Set out as a numbered list the lines of the records below between the line containing "Point to the young" and the line containing "<point>118,393</point>", both included. Omit any blank lines.

◆ ◆ ◆ ◆

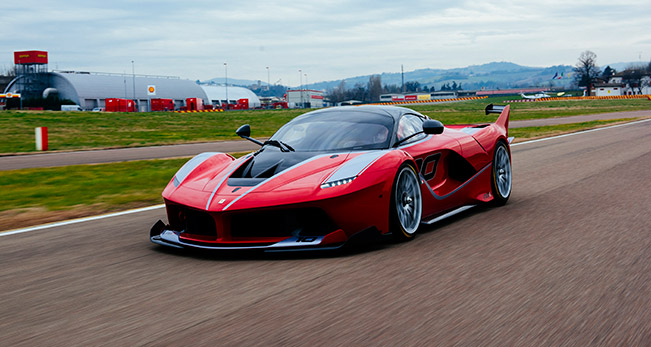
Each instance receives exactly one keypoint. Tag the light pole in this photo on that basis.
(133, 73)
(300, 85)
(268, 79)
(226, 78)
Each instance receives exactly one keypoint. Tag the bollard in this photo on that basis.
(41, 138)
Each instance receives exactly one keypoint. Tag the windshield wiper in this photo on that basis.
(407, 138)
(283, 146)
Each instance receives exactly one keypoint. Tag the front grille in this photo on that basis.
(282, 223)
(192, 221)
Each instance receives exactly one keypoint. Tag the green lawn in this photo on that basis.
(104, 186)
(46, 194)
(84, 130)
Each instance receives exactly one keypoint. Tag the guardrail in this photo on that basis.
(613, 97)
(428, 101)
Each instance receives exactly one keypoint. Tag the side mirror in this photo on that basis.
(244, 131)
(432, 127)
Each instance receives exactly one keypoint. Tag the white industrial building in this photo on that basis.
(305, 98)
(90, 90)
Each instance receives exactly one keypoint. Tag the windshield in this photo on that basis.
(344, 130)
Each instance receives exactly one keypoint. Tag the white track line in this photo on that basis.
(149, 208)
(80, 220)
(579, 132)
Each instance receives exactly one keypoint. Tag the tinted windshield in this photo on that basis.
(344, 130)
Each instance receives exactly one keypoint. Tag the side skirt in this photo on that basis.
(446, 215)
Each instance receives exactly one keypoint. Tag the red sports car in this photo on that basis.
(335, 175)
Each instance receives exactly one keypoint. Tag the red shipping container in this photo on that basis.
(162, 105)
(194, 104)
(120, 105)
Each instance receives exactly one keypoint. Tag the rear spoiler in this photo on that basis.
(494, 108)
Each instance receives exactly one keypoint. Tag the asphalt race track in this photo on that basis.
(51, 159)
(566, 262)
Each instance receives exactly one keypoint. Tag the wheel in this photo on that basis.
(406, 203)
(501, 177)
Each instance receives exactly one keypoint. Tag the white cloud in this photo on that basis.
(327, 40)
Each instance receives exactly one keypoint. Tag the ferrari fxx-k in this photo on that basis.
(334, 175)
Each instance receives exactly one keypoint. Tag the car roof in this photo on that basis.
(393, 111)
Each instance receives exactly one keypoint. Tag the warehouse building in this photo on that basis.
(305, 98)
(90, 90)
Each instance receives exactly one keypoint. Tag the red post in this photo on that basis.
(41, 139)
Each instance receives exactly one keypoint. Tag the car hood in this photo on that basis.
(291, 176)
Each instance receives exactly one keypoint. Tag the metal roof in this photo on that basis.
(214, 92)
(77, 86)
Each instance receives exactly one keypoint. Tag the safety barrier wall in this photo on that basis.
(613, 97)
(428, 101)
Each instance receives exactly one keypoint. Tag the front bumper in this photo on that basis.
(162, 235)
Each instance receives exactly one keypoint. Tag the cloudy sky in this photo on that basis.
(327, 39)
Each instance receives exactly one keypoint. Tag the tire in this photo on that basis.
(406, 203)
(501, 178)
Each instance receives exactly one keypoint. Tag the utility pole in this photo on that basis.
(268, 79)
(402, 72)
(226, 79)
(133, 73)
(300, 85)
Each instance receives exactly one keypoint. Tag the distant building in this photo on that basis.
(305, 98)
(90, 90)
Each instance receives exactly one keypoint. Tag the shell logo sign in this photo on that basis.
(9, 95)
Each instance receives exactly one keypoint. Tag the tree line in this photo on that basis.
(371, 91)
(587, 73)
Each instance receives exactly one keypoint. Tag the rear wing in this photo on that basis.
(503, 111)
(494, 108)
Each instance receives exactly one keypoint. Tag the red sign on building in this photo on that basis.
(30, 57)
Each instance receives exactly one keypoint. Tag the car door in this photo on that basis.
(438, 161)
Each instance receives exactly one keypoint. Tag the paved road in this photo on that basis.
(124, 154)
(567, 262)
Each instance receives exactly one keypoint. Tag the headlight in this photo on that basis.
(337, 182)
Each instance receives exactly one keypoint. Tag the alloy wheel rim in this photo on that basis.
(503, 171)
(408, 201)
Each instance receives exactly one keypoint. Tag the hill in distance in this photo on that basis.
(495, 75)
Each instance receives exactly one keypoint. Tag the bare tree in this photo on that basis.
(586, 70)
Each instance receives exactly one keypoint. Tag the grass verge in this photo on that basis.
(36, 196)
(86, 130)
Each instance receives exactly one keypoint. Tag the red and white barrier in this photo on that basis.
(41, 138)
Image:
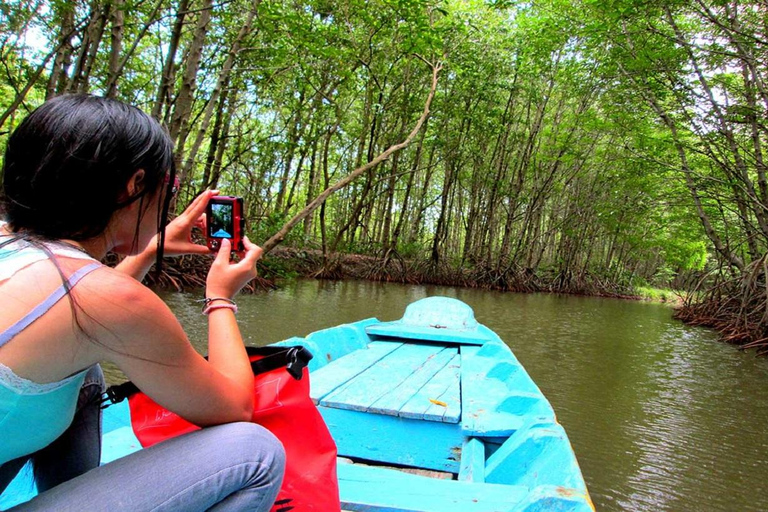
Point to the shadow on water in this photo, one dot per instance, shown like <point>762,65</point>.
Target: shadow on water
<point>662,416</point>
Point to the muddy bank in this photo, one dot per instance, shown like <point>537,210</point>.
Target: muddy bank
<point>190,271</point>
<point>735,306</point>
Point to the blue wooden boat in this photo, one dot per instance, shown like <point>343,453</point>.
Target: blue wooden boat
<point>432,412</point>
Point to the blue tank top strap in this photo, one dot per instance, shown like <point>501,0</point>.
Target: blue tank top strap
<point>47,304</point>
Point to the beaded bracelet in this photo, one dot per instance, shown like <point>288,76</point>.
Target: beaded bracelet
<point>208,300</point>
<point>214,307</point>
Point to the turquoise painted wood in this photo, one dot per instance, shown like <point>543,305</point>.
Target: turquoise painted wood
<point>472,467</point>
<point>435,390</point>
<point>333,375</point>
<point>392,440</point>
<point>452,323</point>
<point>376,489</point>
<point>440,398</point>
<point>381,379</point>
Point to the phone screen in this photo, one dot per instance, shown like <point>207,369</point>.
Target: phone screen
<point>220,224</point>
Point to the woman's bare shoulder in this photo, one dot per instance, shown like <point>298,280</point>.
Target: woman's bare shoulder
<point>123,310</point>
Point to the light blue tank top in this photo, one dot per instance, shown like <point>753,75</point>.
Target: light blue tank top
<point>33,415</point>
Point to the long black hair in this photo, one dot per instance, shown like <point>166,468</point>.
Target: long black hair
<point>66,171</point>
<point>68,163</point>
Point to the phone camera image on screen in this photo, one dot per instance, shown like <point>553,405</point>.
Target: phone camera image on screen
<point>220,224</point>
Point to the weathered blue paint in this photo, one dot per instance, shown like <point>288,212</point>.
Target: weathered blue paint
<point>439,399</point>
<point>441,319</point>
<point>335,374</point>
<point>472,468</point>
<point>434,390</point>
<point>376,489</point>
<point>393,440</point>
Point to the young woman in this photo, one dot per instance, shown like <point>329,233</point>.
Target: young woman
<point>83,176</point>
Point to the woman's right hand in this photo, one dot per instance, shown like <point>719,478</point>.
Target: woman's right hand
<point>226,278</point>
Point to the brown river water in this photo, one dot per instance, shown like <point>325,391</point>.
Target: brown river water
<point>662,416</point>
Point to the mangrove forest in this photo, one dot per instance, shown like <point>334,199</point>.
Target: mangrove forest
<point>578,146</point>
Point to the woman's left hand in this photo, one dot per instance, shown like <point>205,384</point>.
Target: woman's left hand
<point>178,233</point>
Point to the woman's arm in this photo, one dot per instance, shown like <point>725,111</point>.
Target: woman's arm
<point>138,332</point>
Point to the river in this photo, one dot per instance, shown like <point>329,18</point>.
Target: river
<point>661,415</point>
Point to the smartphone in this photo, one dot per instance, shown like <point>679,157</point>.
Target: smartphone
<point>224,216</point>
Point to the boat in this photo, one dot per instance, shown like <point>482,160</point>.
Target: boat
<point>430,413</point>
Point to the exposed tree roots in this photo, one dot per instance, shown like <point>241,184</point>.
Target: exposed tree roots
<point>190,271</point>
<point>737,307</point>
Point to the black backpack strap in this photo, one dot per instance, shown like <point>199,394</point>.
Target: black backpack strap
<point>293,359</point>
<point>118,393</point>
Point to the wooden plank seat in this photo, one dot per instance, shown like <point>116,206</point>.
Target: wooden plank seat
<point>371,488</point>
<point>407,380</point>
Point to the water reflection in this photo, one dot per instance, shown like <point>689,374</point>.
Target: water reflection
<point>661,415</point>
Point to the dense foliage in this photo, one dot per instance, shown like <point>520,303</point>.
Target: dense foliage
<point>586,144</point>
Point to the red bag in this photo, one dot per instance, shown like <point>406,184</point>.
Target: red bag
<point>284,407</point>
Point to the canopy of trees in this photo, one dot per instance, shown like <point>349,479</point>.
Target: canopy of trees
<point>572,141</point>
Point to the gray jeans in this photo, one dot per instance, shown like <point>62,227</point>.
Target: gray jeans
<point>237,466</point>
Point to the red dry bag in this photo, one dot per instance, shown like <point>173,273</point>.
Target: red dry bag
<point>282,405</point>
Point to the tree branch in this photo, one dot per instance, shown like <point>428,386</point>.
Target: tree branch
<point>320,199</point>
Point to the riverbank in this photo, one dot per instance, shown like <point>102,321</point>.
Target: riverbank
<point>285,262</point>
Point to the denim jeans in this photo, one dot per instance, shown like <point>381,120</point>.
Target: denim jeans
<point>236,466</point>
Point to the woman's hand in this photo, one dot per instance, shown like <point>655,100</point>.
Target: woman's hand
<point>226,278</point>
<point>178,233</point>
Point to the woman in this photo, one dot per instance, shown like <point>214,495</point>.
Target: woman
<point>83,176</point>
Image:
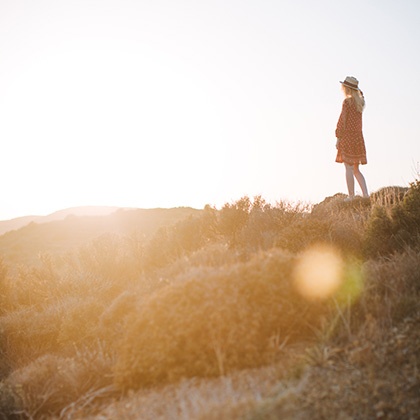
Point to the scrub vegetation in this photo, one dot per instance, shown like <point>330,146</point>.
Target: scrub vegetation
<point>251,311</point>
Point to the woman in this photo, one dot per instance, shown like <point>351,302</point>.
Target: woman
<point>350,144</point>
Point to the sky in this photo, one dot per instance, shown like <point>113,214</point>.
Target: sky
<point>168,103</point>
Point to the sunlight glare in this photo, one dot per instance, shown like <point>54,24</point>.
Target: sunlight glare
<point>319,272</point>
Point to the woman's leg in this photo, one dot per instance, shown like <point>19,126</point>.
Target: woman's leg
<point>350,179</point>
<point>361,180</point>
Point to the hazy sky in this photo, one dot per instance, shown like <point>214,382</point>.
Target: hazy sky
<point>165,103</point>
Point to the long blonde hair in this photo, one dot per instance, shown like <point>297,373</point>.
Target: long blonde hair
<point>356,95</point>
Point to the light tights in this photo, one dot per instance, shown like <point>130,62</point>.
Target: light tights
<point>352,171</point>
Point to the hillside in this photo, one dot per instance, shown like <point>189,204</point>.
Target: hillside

◆ ◆ ◆ ◆

RESULT OF THE TASK:
1. Point to the young woman in this photo, one dot per instance, shown like <point>329,233</point>.
2. Target: young woman
3. <point>83,176</point>
4. Point to the woman's right hand in this photo, one dot per instance, shown like <point>719,478</point>.
5. Target: woman's right hand
6. <point>226,278</point>
7. Point to the brown river water in this photo, one dot per instance, shown like <point>325,391</point>.
8. Target: brown river water
9. <point>662,416</point>
10. Point to the mangrove forest in this photo, one dot per instance, shown like <point>334,199</point>.
11. Target: mangrove forest
12. <point>578,146</point>
13. Point to the woman's left hand in this photo, one dot per instance, shown like <point>205,384</point>.
14. Target: woman's left hand
15. <point>178,233</point>
16. Point to the woman's arm in this photo, one dot per instance, shown like <point>725,111</point>.
17. Target: woman's arm
18. <point>138,332</point>
19. Point to the river in this photo, one dot per instance, shown like <point>329,18</point>.
20. Target: river
21. <point>661,415</point>
22. Point to the smartphone in this photo, one dot per instance, shown like <point>679,157</point>.
23. Target: smartphone
24. <point>224,216</point>
25. Point to the boat in this photo, one dot per instance, shown like <point>482,160</point>.
26. Target: boat
27. <point>430,413</point>
28. Point to the exposed tree roots in this photo, one dot per instance, shown like <point>241,184</point>.
29. Target: exposed tree roots
30. <point>190,271</point>
31. <point>737,307</point>
32. Point to the black backpack strap in this photo, one dot per instance, shown like <point>199,394</point>.
33. Target: black backpack strap
34. <point>293,359</point>
35. <point>118,393</point>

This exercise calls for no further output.